+++ Entries provided

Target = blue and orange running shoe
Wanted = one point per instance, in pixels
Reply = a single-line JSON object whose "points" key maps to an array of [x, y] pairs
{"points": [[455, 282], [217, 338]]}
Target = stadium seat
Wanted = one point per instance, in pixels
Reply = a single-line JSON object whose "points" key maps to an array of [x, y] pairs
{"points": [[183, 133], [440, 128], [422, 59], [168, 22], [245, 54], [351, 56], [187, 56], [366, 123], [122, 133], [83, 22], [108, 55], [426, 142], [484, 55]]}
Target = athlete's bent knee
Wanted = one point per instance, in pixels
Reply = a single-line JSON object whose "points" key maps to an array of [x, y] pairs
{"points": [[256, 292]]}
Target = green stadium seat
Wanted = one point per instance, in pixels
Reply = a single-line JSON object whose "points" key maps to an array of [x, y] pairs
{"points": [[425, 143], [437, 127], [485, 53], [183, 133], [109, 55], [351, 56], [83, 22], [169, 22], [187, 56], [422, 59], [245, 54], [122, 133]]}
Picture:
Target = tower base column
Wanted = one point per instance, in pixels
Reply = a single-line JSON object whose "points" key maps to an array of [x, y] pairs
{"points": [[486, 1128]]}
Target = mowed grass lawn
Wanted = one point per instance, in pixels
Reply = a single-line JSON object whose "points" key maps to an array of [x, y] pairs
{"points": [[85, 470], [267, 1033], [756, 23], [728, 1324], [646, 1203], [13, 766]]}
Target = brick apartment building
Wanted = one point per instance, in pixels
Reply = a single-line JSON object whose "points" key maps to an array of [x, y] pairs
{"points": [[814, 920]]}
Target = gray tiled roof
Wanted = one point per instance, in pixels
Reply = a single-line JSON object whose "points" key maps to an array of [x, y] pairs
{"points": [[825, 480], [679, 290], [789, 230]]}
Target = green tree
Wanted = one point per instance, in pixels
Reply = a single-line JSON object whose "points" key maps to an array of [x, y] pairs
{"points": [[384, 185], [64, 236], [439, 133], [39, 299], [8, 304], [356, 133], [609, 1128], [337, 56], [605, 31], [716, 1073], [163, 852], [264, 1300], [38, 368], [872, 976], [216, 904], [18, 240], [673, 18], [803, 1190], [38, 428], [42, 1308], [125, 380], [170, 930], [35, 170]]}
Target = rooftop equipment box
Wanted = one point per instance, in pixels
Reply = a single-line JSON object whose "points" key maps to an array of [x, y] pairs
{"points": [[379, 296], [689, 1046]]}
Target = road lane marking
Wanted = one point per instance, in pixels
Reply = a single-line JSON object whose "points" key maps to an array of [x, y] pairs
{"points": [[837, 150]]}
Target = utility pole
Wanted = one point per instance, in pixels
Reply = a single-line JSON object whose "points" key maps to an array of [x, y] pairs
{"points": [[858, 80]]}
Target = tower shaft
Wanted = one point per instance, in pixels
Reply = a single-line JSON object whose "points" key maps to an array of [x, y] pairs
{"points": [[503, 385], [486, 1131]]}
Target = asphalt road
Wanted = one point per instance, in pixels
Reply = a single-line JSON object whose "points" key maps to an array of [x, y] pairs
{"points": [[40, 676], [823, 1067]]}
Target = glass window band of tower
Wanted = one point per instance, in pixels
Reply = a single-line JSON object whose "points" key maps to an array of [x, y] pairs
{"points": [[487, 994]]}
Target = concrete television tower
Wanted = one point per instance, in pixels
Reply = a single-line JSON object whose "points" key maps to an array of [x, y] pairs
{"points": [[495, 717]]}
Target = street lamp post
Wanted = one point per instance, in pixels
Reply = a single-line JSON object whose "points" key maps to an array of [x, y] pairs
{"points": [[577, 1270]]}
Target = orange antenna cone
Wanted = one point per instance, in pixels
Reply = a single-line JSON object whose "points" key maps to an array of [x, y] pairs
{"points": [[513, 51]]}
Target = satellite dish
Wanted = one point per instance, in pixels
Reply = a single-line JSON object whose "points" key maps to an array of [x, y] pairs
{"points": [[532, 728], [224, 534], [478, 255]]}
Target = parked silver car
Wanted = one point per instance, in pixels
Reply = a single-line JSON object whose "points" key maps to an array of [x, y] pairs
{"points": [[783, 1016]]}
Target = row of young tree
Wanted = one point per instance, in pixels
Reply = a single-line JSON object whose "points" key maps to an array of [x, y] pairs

++++++

→ Problem to solve
Quote the entire listing above exactly.

→ Solution
Target = blue and orange running shoe
Wanted = one point per instance, in pixels
Reply = a single-line JSON object whose "points" key maps to an array of [x, y] pairs
{"points": [[455, 282], [217, 338]]}
Target = stadium seat
Wanted = one point per instance, in pixels
Reply = a single-line JSON object whose "points" key maps to an array of [x, y] pairs
{"points": [[183, 133], [440, 128], [422, 59], [168, 22], [245, 54], [351, 56], [187, 56], [366, 123], [122, 133], [83, 22], [108, 55], [426, 142], [484, 55]]}
Target = athlete's bent knee
Wanted = one point per instance, in pixels
Reply = a single-line JSON object whose "points" key maps to an array of [x, y] pairs
{"points": [[256, 292]]}
Target = green stadium seat
Wanted = one point per instance, in pixels
Reply = a single-line JSON object whose "points" key maps to an array of [x, y] pairs
{"points": [[425, 143], [437, 127], [485, 53], [183, 133], [109, 55], [351, 56], [83, 22], [169, 22], [187, 56], [422, 59], [245, 54], [122, 133]]}
Picture:
Target = tower base column
Wanted = one point per instance, in pixels
Reply = a single-line JSON object whose "points" key maps to an array of [x, y] pairs
{"points": [[486, 1128]]}
Target = mowed grass lawn
Wanted = one point per instance, in pixels
Reply = a single-line JSON object whose "points" key maps to an array of [x, y] pairs
{"points": [[85, 470], [267, 1033], [756, 23], [728, 1324], [646, 1203], [13, 766]]}
Target = brick apartment building
Wanted = one point per instance, in pixels
Reply = a single-line JSON object whose "points" key maps to an array of [x, y] pairs
{"points": [[814, 920]]}
Target = gray tiled roof
Wanted = one point per instance, in pixels
Reply = a single-line JSON object whose "points" key maps to an array of [x, y] pairs
{"points": [[825, 480], [679, 290], [789, 230]]}
Target = green tree
Wanted = one point per instance, in pixels
Reply = a single-line JSON object whose "points" key maps to an array of [x, y] pairs
{"points": [[384, 185], [64, 236], [439, 133], [39, 299], [8, 304], [356, 133], [609, 1128], [337, 56], [605, 31], [716, 1073], [163, 852], [264, 1300], [38, 368], [872, 976], [216, 904], [18, 240], [673, 18], [803, 1190], [38, 428], [42, 1308], [125, 380], [170, 930], [35, 170]]}
Target = rooftop equipment box
Wanted = one point per instance, in pixels
Reply = a single-line JSON object whose "points" key maps to an array of [x, y] pairs
{"points": [[379, 296], [689, 1046]]}
Target = road lane marking
Wanted = one point per instance, in pixels
Reply = a single-line JSON object whose "points" key maps to an array of [x, y] pairs
{"points": [[837, 150]]}
Target = utility pole
Wanted = one point per instance, in pixels
Reply = a single-line JSON object whose "points" key maps to an array of [x, y] pairs
{"points": [[858, 80]]}
Target = tower shaft
Wanted = one point per instance, in pixels
Reply = a single-line JSON object whose "points" key maps to an array of [x, y] pairs
{"points": [[503, 385], [486, 1131]]}
Target = asphalt road
Wanted = one point per instance, in pixels
Reply = a single-line JSON object whose "points" key maps to an array of [x, y] pairs
{"points": [[40, 676], [823, 1067]]}
Target = glass window band of tower
Wanted = one point per instance, in pixels
Reply = a single-line JSON object whose "points" key maps to an array of [x, y] pairs
{"points": [[487, 994]]}
Target = concrete television tower
Wanted = one point per instance, in pixels
Reply = a single-line JSON object whose "points" key maps to an array of [x, y] pairs
{"points": [[495, 717]]}
Target = street lamp post
Wanted = one point per instance, in pixels
Reply = a single-line JSON object whose "points" key maps to an array of [x, y] pairs
{"points": [[577, 1270]]}
Target = orange antenna cone
Wanted = one point per instance, in pixels
Reply = a single-line JSON object whose "points" key maps to an array of [x, y] pairs
{"points": [[513, 51]]}
Target = satellite dish
Wanted = one point per instance, in pixels
Reply = a single-line JSON object whose "points" key maps to an array of [x, y] pairs
{"points": [[532, 728], [224, 534], [478, 255]]}
Target = parked silver car
Wanted = one point per instance, in pixels
Reply = a single-line JSON object whose "points" key maps to an array of [x, y] pairs
{"points": [[783, 1016]]}
Target = row of young tree
Wanted = one point per instance, in pixels
Reply = a single-line JSON object whose "points" key maps to an array of [x, y] pairs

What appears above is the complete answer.